Directive | Omit the images. Copy each entry word for word.

Material |
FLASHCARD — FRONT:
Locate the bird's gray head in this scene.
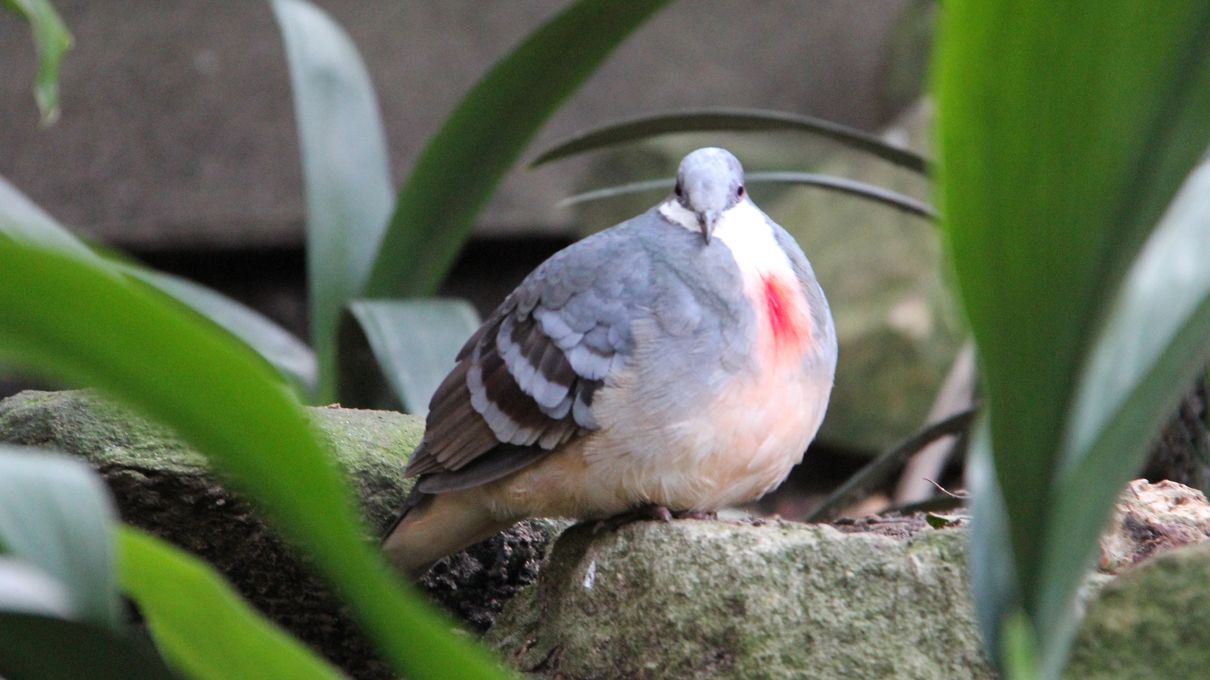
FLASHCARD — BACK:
[675,146,745,243]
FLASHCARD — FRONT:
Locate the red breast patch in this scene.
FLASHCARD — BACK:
[761,276,811,355]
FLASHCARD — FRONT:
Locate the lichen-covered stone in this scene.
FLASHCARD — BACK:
[1066,543,1210,680]
[0,392,560,678]
[486,520,993,680]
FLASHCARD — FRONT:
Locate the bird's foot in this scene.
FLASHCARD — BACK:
[673,511,719,519]
[593,505,673,535]
[593,505,719,534]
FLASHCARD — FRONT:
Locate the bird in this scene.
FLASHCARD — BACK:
[382,148,837,577]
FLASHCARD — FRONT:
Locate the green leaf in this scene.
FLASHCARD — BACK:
[0,171,316,392]
[363,0,668,298]
[0,611,177,680]
[0,240,499,678]
[530,108,928,174]
[559,172,937,220]
[271,0,394,402]
[934,0,1210,678]
[117,526,344,680]
[1039,159,1210,672]
[340,299,479,414]
[0,444,121,629]
[4,0,71,125]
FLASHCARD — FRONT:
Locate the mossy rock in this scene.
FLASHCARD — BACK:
[0,391,561,679]
[485,520,995,680]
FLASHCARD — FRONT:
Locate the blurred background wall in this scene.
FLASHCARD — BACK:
[0,0,934,459]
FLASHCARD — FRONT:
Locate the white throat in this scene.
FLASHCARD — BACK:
[659,198,795,284]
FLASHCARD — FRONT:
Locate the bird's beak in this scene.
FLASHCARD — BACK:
[697,211,719,246]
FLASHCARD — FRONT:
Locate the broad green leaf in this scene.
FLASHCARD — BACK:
[271,0,394,402]
[117,526,344,680]
[559,172,937,219]
[1041,158,1210,672]
[0,611,177,680]
[0,235,499,678]
[0,0,71,125]
[340,299,479,414]
[0,171,316,392]
[0,444,121,624]
[935,0,1210,676]
[530,108,928,173]
[363,0,668,298]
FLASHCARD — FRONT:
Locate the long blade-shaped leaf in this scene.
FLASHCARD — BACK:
[272,0,394,402]
[364,0,668,298]
[559,172,937,219]
[0,0,71,125]
[0,177,316,392]
[0,445,120,630]
[935,0,1210,673]
[340,300,479,414]
[117,526,344,680]
[0,240,496,678]
[530,109,928,173]
[1039,166,1210,672]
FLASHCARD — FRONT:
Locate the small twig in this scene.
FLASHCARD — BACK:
[878,496,966,515]
[924,477,970,501]
[806,405,978,521]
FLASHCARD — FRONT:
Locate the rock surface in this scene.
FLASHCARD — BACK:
[0,392,561,678]
[1065,544,1210,680]
[14,392,1210,679]
[486,520,995,679]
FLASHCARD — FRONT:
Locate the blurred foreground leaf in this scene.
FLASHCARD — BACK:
[271,0,394,403]
[117,526,344,680]
[0,0,71,125]
[363,0,668,298]
[0,444,120,624]
[0,240,508,678]
[0,177,316,392]
[934,0,1210,678]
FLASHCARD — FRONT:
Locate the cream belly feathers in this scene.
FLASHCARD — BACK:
[384,149,836,574]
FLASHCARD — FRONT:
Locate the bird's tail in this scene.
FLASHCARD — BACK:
[382,489,513,578]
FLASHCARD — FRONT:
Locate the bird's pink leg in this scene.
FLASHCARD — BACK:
[593,505,673,534]
[593,505,719,534]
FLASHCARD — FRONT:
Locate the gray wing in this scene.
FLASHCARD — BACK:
[407,226,650,494]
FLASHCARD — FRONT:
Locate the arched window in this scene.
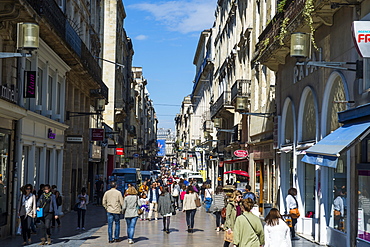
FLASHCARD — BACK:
[324,75,346,136]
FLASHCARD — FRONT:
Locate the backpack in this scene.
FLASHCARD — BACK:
[57,195,63,206]
[243,192,256,202]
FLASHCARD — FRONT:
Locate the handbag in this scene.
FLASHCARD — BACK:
[221,208,226,219]
[224,230,234,243]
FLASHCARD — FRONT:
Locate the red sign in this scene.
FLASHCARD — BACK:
[116,148,125,155]
[90,129,104,141]
[234,150,248,158]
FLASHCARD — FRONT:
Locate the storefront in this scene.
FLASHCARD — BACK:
[0,97,26,237]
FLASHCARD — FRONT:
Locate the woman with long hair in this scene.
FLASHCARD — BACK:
[224,190,243,247]
[158,186,175,234]
[264,208,292,247]
[76,188,89,230]
[285,188,299,240]
[122,186,140,244]
[233,198,264,247]
[182,185,199,233]
[213,185,225,232]
[18,184,36,245]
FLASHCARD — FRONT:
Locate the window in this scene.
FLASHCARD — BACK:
[0,132,9,226]
[329,152,347,232]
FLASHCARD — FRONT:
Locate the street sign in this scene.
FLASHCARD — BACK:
[234,150,248,158]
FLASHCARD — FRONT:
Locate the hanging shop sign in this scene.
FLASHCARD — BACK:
[234,150,248,158]
[90,128,104,141]
[352,21,370,58]
[0,85,18,103]
[24,71,36,98]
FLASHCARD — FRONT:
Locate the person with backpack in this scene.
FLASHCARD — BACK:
[243,184,257,204]
[233,198,264,247]
[51,184,63,228]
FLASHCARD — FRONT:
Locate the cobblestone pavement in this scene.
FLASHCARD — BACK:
[0,206,318,247]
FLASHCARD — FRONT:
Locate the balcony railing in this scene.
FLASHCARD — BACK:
[211,91,233,118]
[231,79,251,101]
[27,0,108,99]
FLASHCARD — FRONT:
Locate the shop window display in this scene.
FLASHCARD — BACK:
[330,153,347,232]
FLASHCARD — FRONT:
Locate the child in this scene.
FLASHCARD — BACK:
[140,193,149,220]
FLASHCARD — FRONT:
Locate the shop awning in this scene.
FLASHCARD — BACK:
[302,122,370,168]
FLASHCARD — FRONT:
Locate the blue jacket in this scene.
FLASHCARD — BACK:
[149,187,159,203]
[37,194,58,215]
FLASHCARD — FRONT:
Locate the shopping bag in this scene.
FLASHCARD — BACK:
[15,222,22,235]
[224,230,234,243]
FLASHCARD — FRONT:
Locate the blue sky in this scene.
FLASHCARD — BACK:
[123,0,217,129]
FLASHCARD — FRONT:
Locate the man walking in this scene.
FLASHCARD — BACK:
[103,181,123,243]
[95,177,104,206]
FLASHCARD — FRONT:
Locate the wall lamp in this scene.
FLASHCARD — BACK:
[66,99,105,120]
[290,33,363,75]
[0,22,39,58]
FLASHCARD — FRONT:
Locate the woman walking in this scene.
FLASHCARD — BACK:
[213,185,225,232]
[265,208,292,247]
[224,190,243,247]
[158,187,175,234]
[76,188,89,230]
[122,186,140,244]
[285,188,299,240]
[37,184,58,245]
[234,198,264,247]
[18,184,36,245]
[204,184,213,213]
[182,185,199,233]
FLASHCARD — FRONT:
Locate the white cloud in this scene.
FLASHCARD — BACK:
[135,34,148,40]
[128,0,216,33]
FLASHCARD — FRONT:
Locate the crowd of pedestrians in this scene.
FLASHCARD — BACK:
[18,162,299,247]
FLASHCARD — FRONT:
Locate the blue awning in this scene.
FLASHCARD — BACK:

Finished answer |
FLASHCARD — FRONT:
Locate the bird's gray head in this scene.
FLASHCARD — BACK:
[675,146,745,243]
FLASHCARD — FRONT:
Locate the red breast patch in this scene.
FLASHCARD — BACK:
[761,276,811,355]
FLASHCARD — FRONT:
Locate the lichen-covered stone in this scene.
FLASHCARD — BACK:
[1066,543,1210,680]
[0,392,560,678]
[486,520,993,680]
FLASHCARD — FRONT:
Locate the bird's foot in this scene.
FLASHCARD — BACK:
[673,511,719,519]
[593,505,673,535]
[593,505,719,534]
FLASHCARD — FRONT:
Locate the bird in this scene.
FLASHCARD — BACK:
[382,148,837,577]
FLASHCARD — FRONT:
Locate the green leaf in this scene.
FLASHCARD — BACK:
[0,171,316,392]
[363,0,668,298]
[0,611,177,680]
[0,240,499,678]
[530,108,928,174]
[559,172,937,220]
[271,0,394,402]
[934,0,1210,678]
[117,526,344,680]
[1039,159,1210,672]
[340,299,479,414]
[0,444,121,629]
[4,0,71,125]
FLASHCARD — FRONT:
Locate the mossy rock in this scene.
FLASHCARD — BACK:
[0,391,561,679]
[485,520,995,680]
FLASHCARD — FRONT:
Locate the blurred background wall in this scene.
FLASHCARD — BACK:
[0,0,934,459]
FLASHCARD — FRONT:
Locate the white throat in this scene.
FLASHCARD — BACK:
[659,198,795,284]
FLASHCARD — FRONT:
Locate the bird's beak in this scene.
FLASHCARD — BACK:
[697,211,719,246]
FLASHCARD — FRONT:
Locate the broad green leaf in this scene.
FLASHCARD — BACK:
[271,0,394,402]
[117,526,344,680]
[559,172,937,219]
[1041,158,1210,672]
[0,611,177,680]
[0,235,499,678]
[0,0,71,125]
[340,299,479,414]
[0,171,316,392]
[0,444,121,624]
[935,0,1210,676]
[530,108,928,173]
[363,0,668,298]
FLASHCARD — FRONT:
Locate the long blade-shaped leaf in this scene.
FLASHCARD — BACK:
[272,0,394,402]
[364,0,668,298]
[559,172,937,219]
[0,0,71,125]
[0,177,316,392]
[0,445,120,630]
[935,0,1210,673]
[340,300,479,414]
[117,526,344,680]
[0,240,496,678]
[530,109,928,173]
[1039,166,1210,672]
FLASHCARD — FRONT:
Locate the small twig in this scene.
FLASHCARD — BACK:
[878,496,966,515]
[924,477,970,501]
[806,405,978,521]
FLASHCARD — FRONT:
Locate the rock surface in this scene.
FLASHCARD — BACK:
[0,392,561,678]
[1065,544,1210,680]
[14,392,1210,679]
[486,520,995,679]
FLASHCARD — FRONT:
Locate the blurred foreground leaf in this scene.
FLASHCARD — BACK:
[271,0,394,403]
[117,526,344,680]
[0,0,71,125]
[363,0,668,298]
[0,444,120,624]
[0,240,508,678]
[0,177,316,392]
[934,0,1210,678]
FLASHCARD — FRONT:
Locate the cream belly feathers in this scene.
FLASHCARD — BACK:
[384,149,836,574]
FLASHCARD — FRONT:
Locate the bird's tail in this scene.
FLASHCARD — BACK:
[382,489,513,578]
FLASHCARD — FRONT:
Locate the bird's pink leg in this scene.
FLASHCARD — BACK:
[593,505,673,534]
[593,505,719,534]
FLASHCARD — FRONT:
Locate the gray wing in this scene.
FLASHCARD — BACK:
[407,226,650,494]
FLASHCARD — FRONT:
Locate the arched window in this scene.
FLASHCARD — BACK:
[324,75,346,136]
FLASHCARD — FRONT:
Locate the backpack in this scene.
FLASHCARD — BACK:
[57,195,63,206]
[243,192,256,202]
FLASHCARD — FRONT:
Locate the handbag in this scene.
FLASHCARD — BACK:
[221,208,226,219]
[224,230,234,243]
FLASHCARD — FRONT:
Locate the red sign in this scene.
FLASHCARD — BACK:
[116,148,125,155]
[90,129,104,141]
[234,150,248,158]
FLASHCARD — FRONT:
Locate the storefront in this scene.
FLASHCARD — BACK:
[0,97,26,237]
FLASHCARD — FRONT:
Locate the woman with long hair in this scene.
FLASHCARD — BACK:
[224,190,243,247]
[158,186,175,234]
[264,208,292,247]
[76,188,89,230]
[285,188,299,240]
[122,186,140,244]
[233,198,264,247]
[182,185,199,233]
[213,185,225,232]
[18,184,36,245]
FLASHCARD — FRONT:
Locate the window in this scene.
FLASHCARD — BACK:
[0,132,9,226]
[329,152,347,232]
FLASHCARD — FRONT:
Locate the street sign in this scene.
FLASHCARD — BACK:
[234,150,248,158]
FLASHCARD — FRONT:
Locate the hanging shop sign in this scene.
FLASHCARD — BACK:
[234,150,248,158]
[90,128,104,141]
[352,21,370,58]
[0,85,18,103]
[24,71,36,98]
FLASHCARD — FRONT:
Locate the person with backpack in this scene.
FLASHCARD — BACK:
[243,184,257,204]
[233,198,264,247]
[51,184,63,228]
FLASHCARD — FRONT:
Locate the cobblestone pavement in this scene.
FLASHCARD — BACK:
[0,206,318,247]
FLASHCARD — FRONT:
Locate the balcony railing in this scene.
FLASHCARD — BACK:
[211,91,233,118]
[231,79,251,101]
[27,0,108,99]
FLASHCARD — FRONT:
Locate the shop window display in this scene.
FLASHCARD — BACK:
[330,153,347,232]
FLASHCARD — FRONT:
Locate the child in this scene.
FLASHCARD — BACK:
[140,193,149,220]
FLASHCARD — FRONT:
Locate the shop awning in this scene.
FLASHCARD — BACK:
[302,122,370,168]
FLASHCARD — FRONT:
Locate the blue jacket in this scene.
FLASHCARD — BACK:
[149,187,159,203]
[37,194,58,215]
FLASHCARD — FRONT:
Locate the shopping bag in this scene.
FLASHCARD — BACK:
[15,222,22,235]
[224,230,234,243]
FLASHCARD — FRONT:
Locate the blue sky in this scene.
FLASHCARD — BACK:
[123,0,217,129]
FLASHCARD — FRONT:
Locate the man walking in this scene.
FLASHCARD — BACK:
[103,181,123,243]
[95,177,104,206]
FLASHCARD — FRONT:
Locate the wall lamp in this scene.
FLASHCARD — BACK:
[66,99,105,120]
[290,33,363,75]
[0,22,39,58]
FLASHCARD — FRONT:
Locate the woman walking in this scene.
FLASHCARD — BACK:
[213,185,225,232]
[265,208,292,247]
[224,190,243,247]
[158,187,175,234]
[76,188,89,230]
[122,186,140,244]
[285,188,299,240]
[37,184,58,245]
[234,198,264,247]
[18,184,36,245]
[204,184,213,213]
[182,185,199,233]
FLASHCARD — FRONT:
Locate the white cloud in this scene.
FLASHCARD — BACK:
[135,34,148,40]
[128,0,216,33]
FLASHCARD — FRONT:
Locate the crowd of pedestrians in this scene.
FLASHCARD — BACK:
[18,162,299,247]
FLASHCARD — FRONT:
Locate the blue awning in this scene.
FLASHCARD — BACK:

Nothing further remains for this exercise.